[What this task involves]:
Go through the data below and report how many lines contain "woman"; the reply holds only that number.

[Materials provided]:
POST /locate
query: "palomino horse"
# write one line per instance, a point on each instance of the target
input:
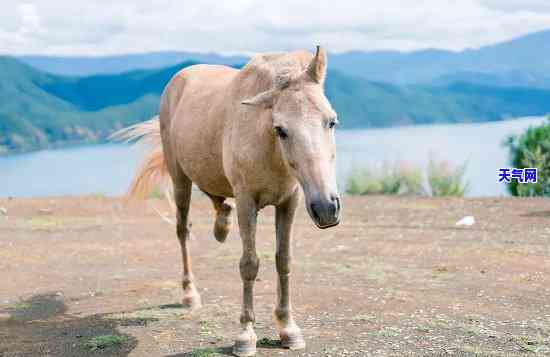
(255, 134)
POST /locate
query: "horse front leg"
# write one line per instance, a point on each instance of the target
(245, 344)
(290, 333)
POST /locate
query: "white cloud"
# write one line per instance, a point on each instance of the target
(106, 26)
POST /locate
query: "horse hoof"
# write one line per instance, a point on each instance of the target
(294, 341)
(221, 231)
(192, 302)
(244, 348)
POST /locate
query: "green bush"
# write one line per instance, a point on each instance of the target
(531, 149)
(444, 180)
(400, 179)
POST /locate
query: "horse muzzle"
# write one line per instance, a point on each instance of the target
(325, 213)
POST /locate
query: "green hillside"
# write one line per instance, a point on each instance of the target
(39, 110)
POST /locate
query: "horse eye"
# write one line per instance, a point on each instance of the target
(280, 132)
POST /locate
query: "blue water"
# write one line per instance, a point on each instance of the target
(108, 169)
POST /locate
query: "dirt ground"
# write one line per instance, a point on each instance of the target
(397, 277)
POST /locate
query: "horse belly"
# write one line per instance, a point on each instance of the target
(198, 142)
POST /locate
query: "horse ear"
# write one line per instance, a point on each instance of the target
(263, 99)
(317, 69)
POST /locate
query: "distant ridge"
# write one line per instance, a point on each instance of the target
(521, 62)
(41, 110)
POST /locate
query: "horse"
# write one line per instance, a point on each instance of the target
(261, 134)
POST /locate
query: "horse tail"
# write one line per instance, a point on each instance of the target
(153, 172)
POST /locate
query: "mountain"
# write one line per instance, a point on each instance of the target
(521, 62)
(526, 55)
(39, 110)
(85, 66)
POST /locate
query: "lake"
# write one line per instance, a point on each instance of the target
(108, 169)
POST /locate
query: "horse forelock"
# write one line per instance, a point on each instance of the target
(278, 69)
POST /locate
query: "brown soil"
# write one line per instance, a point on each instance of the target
(397, 277)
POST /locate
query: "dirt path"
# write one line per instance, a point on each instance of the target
(400, 279)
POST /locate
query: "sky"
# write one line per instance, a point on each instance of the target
(104, 27)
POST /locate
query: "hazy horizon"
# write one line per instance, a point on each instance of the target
(57, 27)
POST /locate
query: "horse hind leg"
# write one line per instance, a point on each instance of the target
(182, 196)
(224, 221)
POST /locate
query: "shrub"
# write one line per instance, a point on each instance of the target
(391, 180)
(400, 179)
(531, 149)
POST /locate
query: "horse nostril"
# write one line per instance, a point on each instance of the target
(313, 209)
(335, 200)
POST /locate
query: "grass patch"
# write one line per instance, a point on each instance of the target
(105, 341)
(268, 342)
(204, 352)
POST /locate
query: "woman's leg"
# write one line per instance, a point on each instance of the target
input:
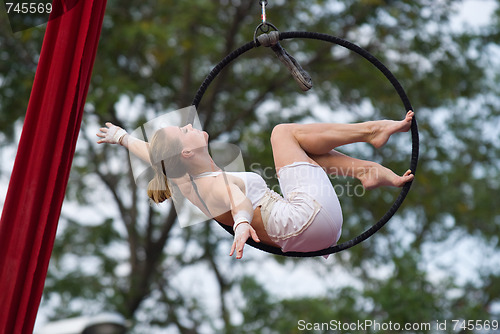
(371, 174)
(314, 143)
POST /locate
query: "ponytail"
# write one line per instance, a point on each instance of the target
(164, 153)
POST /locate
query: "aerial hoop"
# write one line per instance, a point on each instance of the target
(397, 86)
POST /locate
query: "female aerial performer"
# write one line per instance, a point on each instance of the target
(307, 218)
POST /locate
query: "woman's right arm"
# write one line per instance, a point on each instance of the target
(113, 134)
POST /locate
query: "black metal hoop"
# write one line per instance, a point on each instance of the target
(404, 98)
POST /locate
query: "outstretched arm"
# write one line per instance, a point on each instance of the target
(242, 212)
(113, 134)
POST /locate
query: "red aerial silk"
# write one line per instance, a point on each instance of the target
(42, 166)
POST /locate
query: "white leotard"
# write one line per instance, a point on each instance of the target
(307, 218)
(255, 186)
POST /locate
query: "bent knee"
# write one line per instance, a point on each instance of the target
(282, 132)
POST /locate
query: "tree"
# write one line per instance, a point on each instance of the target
(114, 251)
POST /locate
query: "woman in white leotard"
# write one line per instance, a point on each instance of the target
(308, 216)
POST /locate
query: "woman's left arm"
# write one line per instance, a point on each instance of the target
(113, 134)
(242, 212)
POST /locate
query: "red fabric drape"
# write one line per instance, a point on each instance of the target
(45, 153)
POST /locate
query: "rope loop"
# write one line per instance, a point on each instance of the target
(264, 28)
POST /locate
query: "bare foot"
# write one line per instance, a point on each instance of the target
(379, 176)
(383, 130)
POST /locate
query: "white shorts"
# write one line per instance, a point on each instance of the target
(309, 216)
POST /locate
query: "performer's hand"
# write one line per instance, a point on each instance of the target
(241, 234)
(111, 134)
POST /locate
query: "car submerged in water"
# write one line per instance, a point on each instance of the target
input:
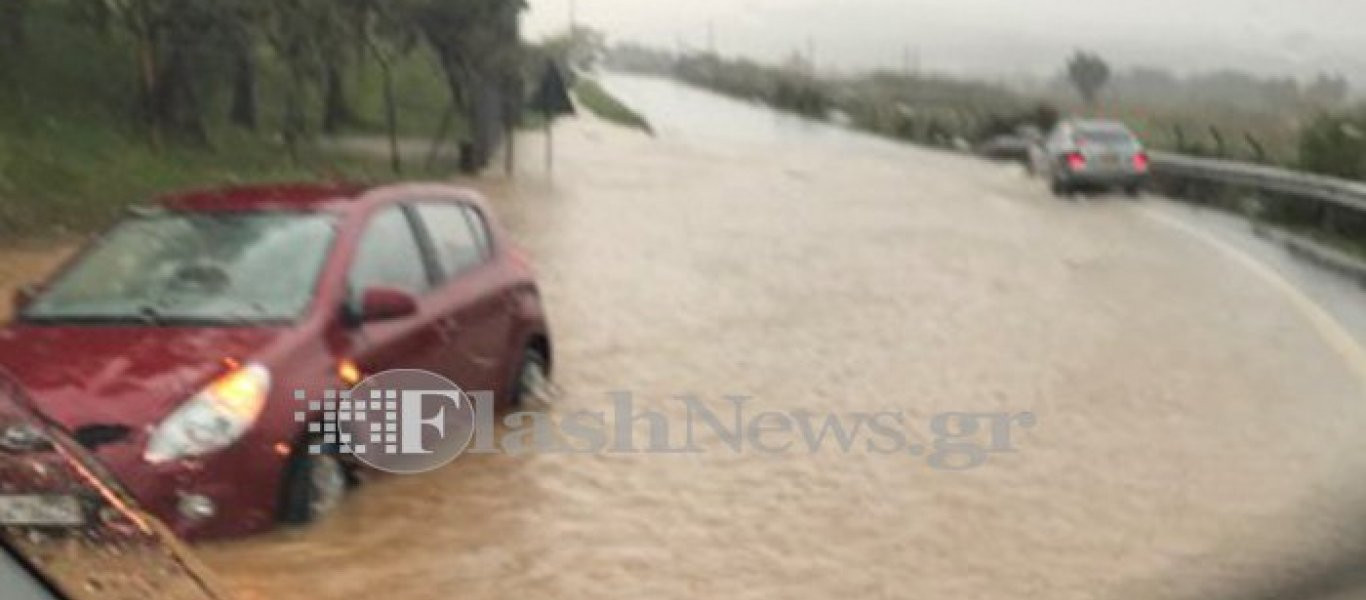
(174, 345)
(1090, 155)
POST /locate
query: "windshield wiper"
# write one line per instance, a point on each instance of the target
(150, 315)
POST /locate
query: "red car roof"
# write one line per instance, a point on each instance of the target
(264, 197)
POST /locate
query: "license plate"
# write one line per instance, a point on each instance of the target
(43, 511)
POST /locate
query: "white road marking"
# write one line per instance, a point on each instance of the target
(1333, 332)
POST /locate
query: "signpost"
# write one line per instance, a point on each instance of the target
(552, 100)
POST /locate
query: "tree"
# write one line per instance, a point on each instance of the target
(480, 51)
(1088, 74)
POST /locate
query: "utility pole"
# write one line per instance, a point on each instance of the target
(810, 53)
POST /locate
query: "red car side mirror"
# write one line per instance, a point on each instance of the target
(384, 304)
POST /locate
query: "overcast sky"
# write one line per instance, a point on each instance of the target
(996, 37)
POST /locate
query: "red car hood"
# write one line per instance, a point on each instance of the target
(130, 376)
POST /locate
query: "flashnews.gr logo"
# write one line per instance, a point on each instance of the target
(399, 421)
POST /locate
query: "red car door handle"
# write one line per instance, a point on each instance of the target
(450, 325)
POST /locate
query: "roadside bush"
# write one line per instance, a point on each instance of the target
(1335, 145)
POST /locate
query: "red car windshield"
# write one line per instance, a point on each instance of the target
(193, 268)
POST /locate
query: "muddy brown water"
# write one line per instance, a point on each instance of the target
(1195, 436)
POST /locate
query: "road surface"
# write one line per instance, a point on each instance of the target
(1200, 399)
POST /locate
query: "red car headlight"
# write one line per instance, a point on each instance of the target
(212, 420)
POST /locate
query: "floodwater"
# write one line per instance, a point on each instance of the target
(1197, 425)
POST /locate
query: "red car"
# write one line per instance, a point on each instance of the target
(172, 345)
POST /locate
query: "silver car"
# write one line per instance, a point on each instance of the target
(1092, 155)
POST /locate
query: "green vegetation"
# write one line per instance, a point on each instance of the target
(593, 97)
(107, 103)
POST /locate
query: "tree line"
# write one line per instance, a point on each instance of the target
(182, 55)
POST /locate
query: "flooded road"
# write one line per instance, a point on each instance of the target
(1198, 425)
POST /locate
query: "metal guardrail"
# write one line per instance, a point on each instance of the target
(1331, 190)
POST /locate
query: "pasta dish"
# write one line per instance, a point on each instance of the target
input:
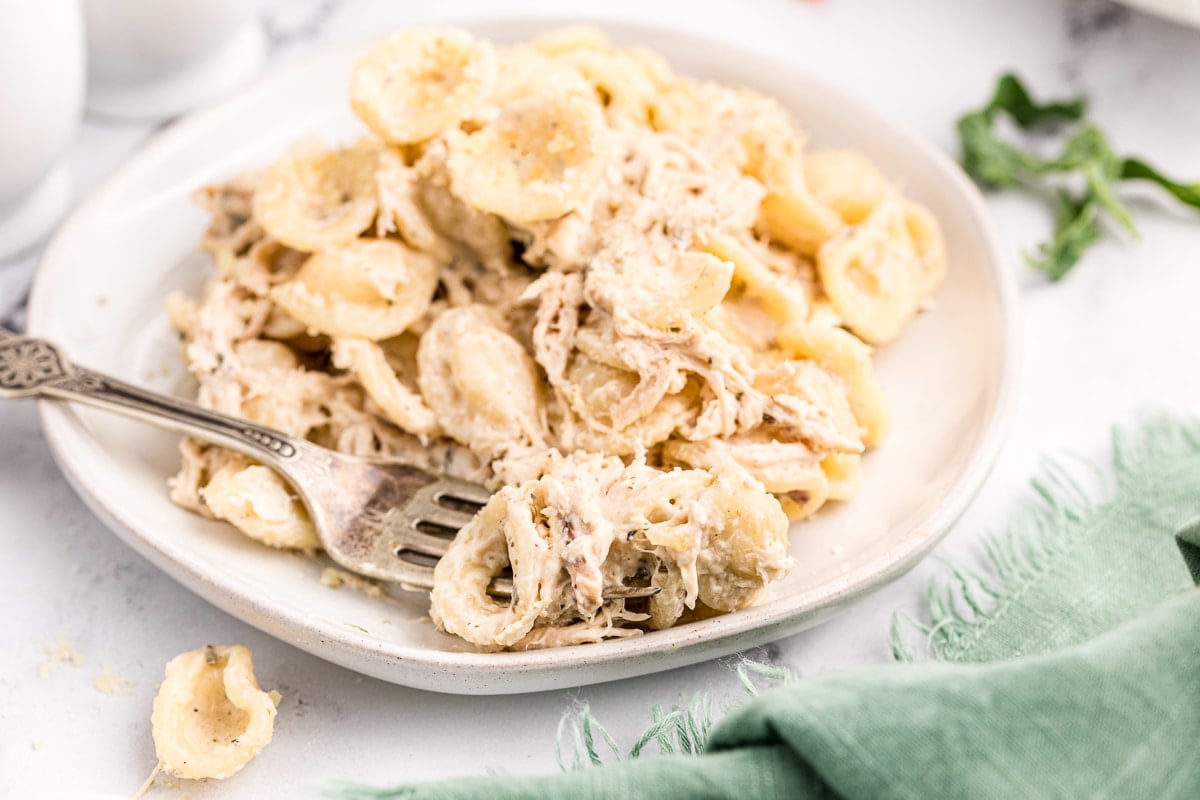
(639, 306)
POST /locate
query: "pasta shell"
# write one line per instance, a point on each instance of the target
(315, 198)
(870, 275)
(541, 157)
(840, 353)
(372, 289)
(210, 717)
(418, 83)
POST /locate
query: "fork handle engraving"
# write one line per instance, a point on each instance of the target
(34, 367)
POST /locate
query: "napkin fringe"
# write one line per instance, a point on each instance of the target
(583, 741)
(965, 600)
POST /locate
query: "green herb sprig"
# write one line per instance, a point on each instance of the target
(1085, 152)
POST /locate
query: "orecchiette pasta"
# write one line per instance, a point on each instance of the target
(637, 305)
(372, 288)
(417, 83)
(210, 717)
(317, 198)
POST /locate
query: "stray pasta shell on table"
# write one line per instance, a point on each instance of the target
(317, 197)
(371, 288)
(420, 82)
(870, 274)
(210, 717)
(541, 157)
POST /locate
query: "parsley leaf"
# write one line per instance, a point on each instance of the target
(1086, 154)
(1075, 228)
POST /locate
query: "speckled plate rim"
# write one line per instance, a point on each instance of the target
(541, 669)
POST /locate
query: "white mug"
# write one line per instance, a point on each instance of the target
(42, 62)
(157, 58)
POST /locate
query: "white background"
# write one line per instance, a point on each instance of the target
(1117, 338)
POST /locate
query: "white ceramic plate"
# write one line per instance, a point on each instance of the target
(1186, 12)
(100, 294)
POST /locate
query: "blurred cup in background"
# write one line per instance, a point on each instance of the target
(42, 61)
(150, 59)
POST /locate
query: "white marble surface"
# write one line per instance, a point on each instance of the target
(1114, 340)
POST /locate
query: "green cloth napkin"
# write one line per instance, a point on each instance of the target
(1102, 702)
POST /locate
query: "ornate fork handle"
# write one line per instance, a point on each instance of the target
(31, 367)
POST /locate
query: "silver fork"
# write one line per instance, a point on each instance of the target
(381, 518)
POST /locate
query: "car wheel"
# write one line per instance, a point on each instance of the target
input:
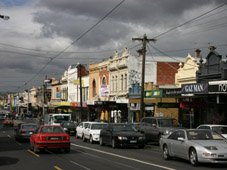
(31, 147)
(101, 141)
(91, 139)
(193, 157)
(67, 150)
(166, 152)
(141, 146)
(35, 149)
(113, 143)
(77, 136)
(84, 139)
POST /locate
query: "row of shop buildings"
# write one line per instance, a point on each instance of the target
(192, 90)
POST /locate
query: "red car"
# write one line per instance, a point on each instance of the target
(7, 122)
(50, 137)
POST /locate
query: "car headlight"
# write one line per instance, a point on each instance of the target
(141, 138)
(211, 147)
(122, 138)
(95, 134)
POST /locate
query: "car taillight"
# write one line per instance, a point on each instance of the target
(42, 138)
(66, 137)
(22, 131)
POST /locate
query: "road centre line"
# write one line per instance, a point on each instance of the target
(57, 167)
(33, 153)
(124, 157)
(80, 165)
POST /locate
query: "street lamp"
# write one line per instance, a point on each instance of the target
(44, 93)
(27, 91)
(4, 17)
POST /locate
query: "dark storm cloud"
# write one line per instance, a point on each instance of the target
(71, 18)
(53, 25)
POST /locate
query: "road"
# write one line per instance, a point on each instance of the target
(86, 156)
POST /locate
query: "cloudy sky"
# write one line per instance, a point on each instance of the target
(43, 37)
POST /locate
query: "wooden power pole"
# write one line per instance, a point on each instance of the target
(144, 40)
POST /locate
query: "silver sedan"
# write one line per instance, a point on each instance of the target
(195, 145)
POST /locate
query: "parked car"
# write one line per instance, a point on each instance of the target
(50, 137)
(120, 135)
(8, 122)
(195, 145)
(23, 131)
(80, 128)
(221, 129)
(155, 127)
(69, 127)
(92, 131)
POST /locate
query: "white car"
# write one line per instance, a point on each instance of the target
(221, 129)
(80, 128)
(92, 131)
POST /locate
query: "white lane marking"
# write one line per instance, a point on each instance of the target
(124, 157)
(122, 164)
(80, 165)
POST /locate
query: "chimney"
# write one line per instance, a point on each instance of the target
(212, 48)
(197, 53)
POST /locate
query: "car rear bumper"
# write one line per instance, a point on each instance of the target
(213, 160)
(130, 143)
(53, 145)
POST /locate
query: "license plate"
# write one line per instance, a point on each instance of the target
(133, 141)
(54, 138)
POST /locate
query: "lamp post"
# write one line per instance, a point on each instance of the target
(44, 94)
(27, 101)
(4, 17)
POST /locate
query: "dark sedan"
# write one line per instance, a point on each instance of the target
(121, 135)
(23, 131)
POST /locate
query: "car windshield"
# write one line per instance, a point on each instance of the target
(165, 122)
(28, 126)
(203, 135)
(60, 118)
(68, 124)
(52, 129)
(220, 129)
(98, 126)
(123, 127)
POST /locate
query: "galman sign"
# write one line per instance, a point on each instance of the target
(197, 88)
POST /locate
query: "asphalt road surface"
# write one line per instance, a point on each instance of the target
(86, 156)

[Response]:
4